Collection entries:
──────
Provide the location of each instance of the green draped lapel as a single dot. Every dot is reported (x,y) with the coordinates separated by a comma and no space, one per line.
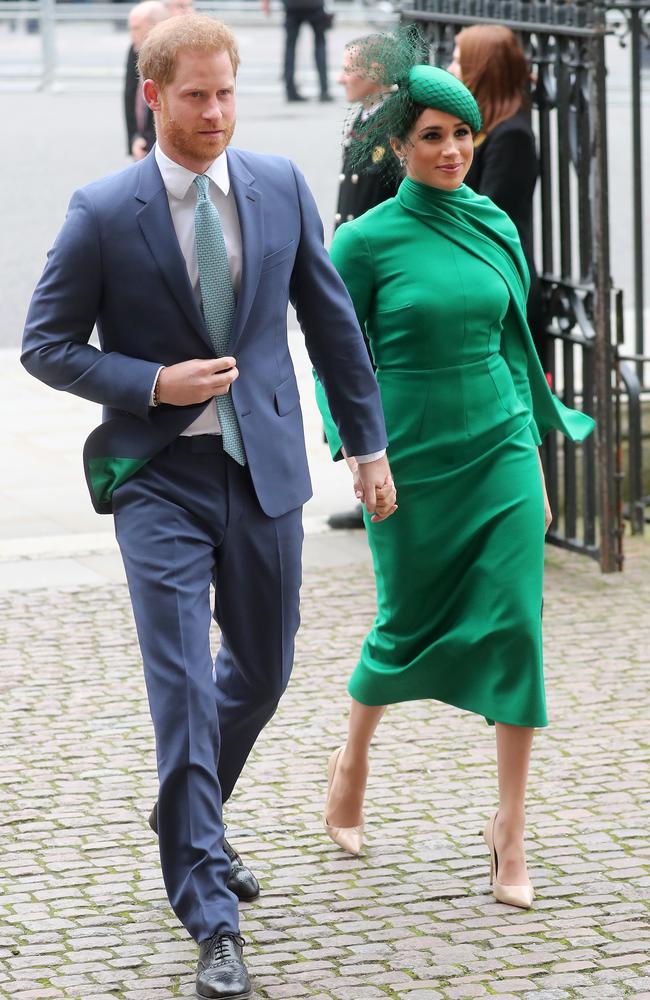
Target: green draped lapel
(476,224)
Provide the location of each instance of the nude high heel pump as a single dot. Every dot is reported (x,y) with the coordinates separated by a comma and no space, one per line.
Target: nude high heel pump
(513,895)
(350,838)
──────
▶ [Required work]:
Rewrite all of the records above, substituting "Target" with "Item" each time it occurs and changing nothing else. Leave the pictures out of your version.

▶ [Reply]:
Provide the location of each instance of the green draped lapel as a single dot. Every dot is reported (x,y) with the coordinates separated by a comma and no space, one per line.
Item: green draped lapel
(476,224)
Provide the location of each instance of the nude high heel pump as a single dot. Every dot is reported (x,y) with the coordinates separated by a comma and no space, one per line.
Item: nude high heel pump
(513,895)
(350,838)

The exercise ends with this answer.